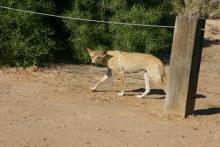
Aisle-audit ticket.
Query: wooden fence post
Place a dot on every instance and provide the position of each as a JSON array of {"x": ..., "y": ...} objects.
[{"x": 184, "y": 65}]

--------------------------------

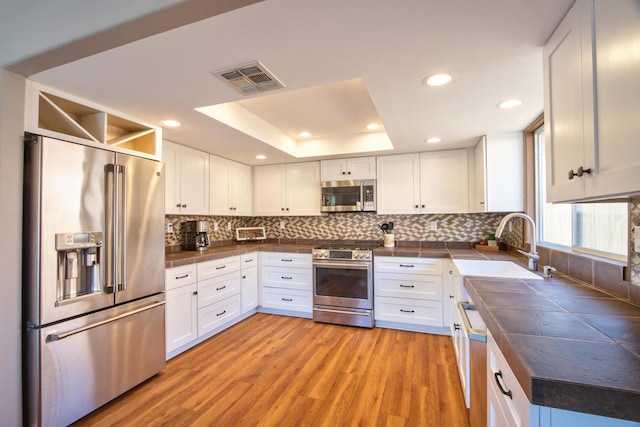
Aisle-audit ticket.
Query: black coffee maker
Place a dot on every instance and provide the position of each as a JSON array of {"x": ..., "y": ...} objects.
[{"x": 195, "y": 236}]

--------------------------------

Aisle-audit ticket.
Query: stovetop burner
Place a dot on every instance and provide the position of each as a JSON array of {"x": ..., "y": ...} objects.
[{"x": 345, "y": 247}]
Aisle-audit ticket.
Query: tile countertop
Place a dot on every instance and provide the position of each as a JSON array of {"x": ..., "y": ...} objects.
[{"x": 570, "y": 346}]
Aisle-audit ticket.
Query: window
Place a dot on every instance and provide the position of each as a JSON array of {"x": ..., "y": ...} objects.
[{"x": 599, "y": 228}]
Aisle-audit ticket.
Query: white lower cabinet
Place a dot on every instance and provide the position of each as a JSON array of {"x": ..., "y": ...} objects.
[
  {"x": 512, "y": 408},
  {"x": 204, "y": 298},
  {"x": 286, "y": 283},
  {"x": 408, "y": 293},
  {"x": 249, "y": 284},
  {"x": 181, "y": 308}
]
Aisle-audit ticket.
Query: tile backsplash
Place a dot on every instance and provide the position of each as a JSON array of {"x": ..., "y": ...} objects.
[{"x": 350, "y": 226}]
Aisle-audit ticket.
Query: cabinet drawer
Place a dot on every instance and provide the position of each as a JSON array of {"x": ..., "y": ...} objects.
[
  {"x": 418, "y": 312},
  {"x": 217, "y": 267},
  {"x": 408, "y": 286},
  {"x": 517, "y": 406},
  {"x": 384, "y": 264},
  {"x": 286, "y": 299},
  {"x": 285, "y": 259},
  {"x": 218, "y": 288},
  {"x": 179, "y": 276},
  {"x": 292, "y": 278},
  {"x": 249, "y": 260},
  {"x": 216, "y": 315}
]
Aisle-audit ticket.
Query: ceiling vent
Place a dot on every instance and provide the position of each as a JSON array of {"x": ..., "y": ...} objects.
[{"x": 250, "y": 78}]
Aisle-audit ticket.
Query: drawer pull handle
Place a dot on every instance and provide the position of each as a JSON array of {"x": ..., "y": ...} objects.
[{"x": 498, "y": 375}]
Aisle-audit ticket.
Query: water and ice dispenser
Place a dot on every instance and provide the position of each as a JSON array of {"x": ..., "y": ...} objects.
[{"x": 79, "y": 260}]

--------------------------------

**Written exercise**
Find each line in the records above that contains the string "cabinet" and copy those lines. Case counts in the match.

**The reply**
Query: white lower cabinet
Query: cabinet drawer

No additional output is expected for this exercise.